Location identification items

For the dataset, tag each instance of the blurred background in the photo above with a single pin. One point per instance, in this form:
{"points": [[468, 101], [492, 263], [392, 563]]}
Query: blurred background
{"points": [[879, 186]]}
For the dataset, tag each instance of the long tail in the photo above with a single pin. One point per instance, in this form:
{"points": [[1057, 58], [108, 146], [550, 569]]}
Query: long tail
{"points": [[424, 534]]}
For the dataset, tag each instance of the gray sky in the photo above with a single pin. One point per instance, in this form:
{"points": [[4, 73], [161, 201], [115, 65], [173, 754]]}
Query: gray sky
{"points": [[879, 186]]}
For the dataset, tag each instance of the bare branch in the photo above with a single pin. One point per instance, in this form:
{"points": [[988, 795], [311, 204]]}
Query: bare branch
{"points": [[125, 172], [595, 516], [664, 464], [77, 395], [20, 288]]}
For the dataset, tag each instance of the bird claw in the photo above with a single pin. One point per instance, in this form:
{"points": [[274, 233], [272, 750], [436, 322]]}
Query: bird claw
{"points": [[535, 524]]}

Required task:
Using the records above, please retype only the run of lines from the line holding "For the dataset, tag each instance of the long" through the last line, both ends included.

Answer to the problem:
For the dataset, tag each instance of the long tail in the photo above with a single pin. One point per instance, in this form:
{"points": [[1057, 58], [108, 146], [550, 569]]}
Query: long tail
{"points": [[424, 534]]}
For the dataset, tag each instance of the gray sky in the photo above with a single pin. One point per instance, in this form:
{"points": [[4, 73], [161, 201], [115, 65], [173, 754]]}
Query: gray sky
{"points": [[879, 186]]}
For the dataset, tag each instance of the bare branch in the photo above with a single pin. One point per instance, in this form:
{"points": [[988, 795], [311, 204]]}
Query: bare branch
{"points": [[125, 172], [595, 516], [664, 464], [77, 395], [20, 288]]}
For the dataset, tag each instance of the bird claw in the photo above with a single pin. One point per instance, in this form:
{"points": [[274, 233], [272, 750], [436, 322]]}
Query: bird claw
{"points": [[535, 524]]}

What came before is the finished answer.